**A block of data**
· · · ·

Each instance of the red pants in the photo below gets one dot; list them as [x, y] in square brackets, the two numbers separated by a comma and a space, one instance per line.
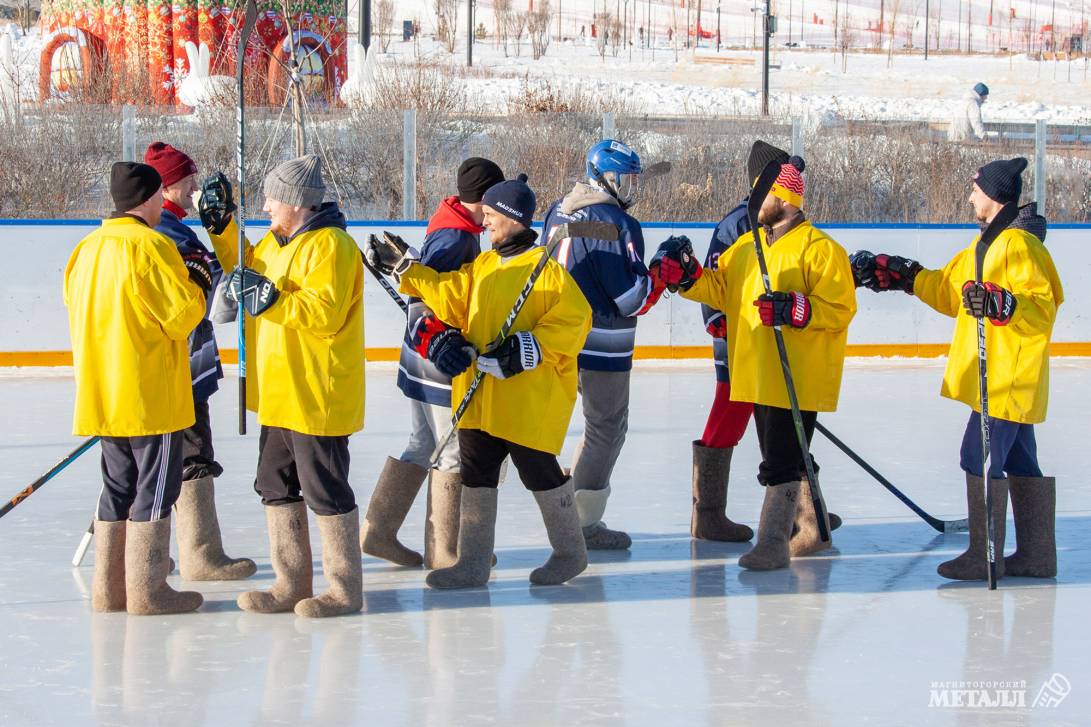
[727, 421]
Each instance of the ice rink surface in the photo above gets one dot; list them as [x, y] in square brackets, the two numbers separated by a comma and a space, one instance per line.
[671, 633]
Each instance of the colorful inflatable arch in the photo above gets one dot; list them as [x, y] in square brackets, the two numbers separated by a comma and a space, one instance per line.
[134, 50]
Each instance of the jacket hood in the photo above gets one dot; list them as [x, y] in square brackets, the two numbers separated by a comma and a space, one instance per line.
[584, 195]
[451, 214]
[1030, 221]
[327, 215]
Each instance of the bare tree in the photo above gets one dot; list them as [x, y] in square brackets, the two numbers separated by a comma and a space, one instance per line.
[384, 23]
[501, 9]
[446, 22]
[515, 24]
[602, 22]
[847, 36]
[615, 35]
[895, 10]
[538, 28]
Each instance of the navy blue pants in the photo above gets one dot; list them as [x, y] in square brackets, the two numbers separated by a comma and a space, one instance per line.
[1012, 449]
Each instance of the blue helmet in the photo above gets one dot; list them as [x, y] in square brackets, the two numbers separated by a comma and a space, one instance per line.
[612, 166]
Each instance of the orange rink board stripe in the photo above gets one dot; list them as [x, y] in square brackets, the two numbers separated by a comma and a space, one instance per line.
[21, 358]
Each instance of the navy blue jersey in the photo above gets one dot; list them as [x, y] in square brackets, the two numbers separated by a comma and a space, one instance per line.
[445, 249]
[205, 368]
[613, 278]
[734, 225]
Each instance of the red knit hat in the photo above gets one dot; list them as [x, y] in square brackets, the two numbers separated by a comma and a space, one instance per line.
[171, 164]
[789, 185]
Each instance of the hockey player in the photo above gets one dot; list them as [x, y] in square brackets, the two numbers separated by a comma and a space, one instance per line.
[451, 241]
[526, 397]
[1019, 298]
[727, 419]
[814, 300]
[132, 302]
[303, 286]
[200, 545]
[619, 288]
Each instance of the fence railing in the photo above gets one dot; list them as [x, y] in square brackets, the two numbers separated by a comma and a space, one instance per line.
[402, 164]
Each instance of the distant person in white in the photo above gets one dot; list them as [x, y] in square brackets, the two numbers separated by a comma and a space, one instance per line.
[966, 123]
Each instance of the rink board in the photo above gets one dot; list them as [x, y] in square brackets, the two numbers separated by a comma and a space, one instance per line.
[34, 326]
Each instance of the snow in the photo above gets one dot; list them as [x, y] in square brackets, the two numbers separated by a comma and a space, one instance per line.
[672, 632]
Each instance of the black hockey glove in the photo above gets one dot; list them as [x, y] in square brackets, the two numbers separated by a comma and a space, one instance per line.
[392, 255]
[216, 204]
[988, 299]
[863, 270]
[516, 354]
[444, 346]
[255, 290]
[196, 265]
[675, 263]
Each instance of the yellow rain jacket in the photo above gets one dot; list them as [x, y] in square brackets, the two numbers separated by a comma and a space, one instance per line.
[1018, 353]
[804, 260]
[131, 307]
[531, 408]
[304, 355]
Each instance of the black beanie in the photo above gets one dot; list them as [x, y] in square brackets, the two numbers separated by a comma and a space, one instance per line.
[513, 199]
[760, 155]
[476, 175]
[132, 185]
[1002, 180]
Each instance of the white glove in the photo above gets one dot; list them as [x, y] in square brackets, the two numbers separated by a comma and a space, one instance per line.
[224, 309]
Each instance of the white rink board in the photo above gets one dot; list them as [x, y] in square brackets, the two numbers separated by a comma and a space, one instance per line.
[33, 319]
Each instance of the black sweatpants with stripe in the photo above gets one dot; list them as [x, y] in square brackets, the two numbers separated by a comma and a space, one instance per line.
[142, 477]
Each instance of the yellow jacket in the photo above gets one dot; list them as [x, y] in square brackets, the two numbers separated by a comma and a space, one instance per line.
[805, 260]
[131, 308]
[304, 355]
[531, 408]
[1018, 353]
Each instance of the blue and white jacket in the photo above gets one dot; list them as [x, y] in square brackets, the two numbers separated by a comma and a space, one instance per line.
[452, 240]
[205, 368]
[734, 225]
[612, 275]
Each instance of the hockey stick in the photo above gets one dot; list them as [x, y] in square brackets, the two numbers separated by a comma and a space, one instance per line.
[382, 279]
[942, 525]
[56, 469]
[998, 224]
[84, 544]
[598, 230]
[758, 193]
[248, 25]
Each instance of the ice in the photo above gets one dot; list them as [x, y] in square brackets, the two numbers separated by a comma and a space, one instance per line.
[672, 633]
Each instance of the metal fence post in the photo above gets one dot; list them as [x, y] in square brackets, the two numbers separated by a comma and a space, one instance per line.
[409, 165]
[1040, 165]
[609, 128]
[129, 133]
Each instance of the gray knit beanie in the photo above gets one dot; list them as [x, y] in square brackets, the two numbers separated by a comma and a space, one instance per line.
[297, 182]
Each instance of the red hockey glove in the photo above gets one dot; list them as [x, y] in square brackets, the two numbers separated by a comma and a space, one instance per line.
[718, 326]
[790, 309]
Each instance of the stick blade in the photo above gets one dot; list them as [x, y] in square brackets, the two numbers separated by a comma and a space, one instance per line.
[954, 526]
[657, 169]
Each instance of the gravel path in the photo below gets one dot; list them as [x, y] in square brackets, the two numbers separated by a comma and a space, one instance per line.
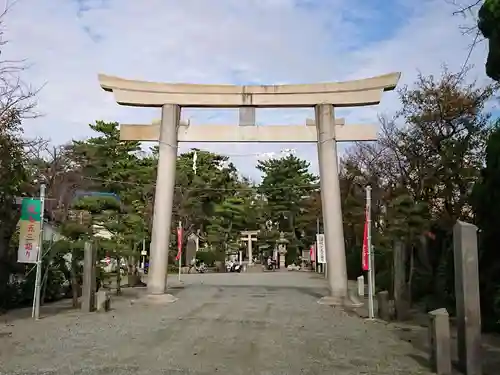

· · · ·

**TASK REQUIREMENTS**
Reproduce the part of the records above that opens with the line containing "Each instance of the jacket" and closes with the line containing "[1012, 449]", requests included, adding 146 to every coordinate in the answers.

**WRITTEN ANSWER**
Each instance of the jacket hood in the photo above gets one dot; list them as [x, y] in square brackets, the two numbers separated by a comma and a space, one instance per line.
[730, 341]
[597, 360]
[1176, 367]
[473, 361]
Each instance of the bare tree in the photo above gets one dot; list them as [x, y] in square brackets, the two numbers separated by a comma and a space, one instance per line.
[530, 169]
[647, 155]
[592, 168]
[661, 170]
[748, 168]
[993, 182]
[761, 181]
[1041, 156]
[684, 174]
Each instance of the navy blue pants in the photo above gets one dot; list them as [x, y] in square brackets, the two numbers separated by a comma and a space, one instance per line.
[1158, 595]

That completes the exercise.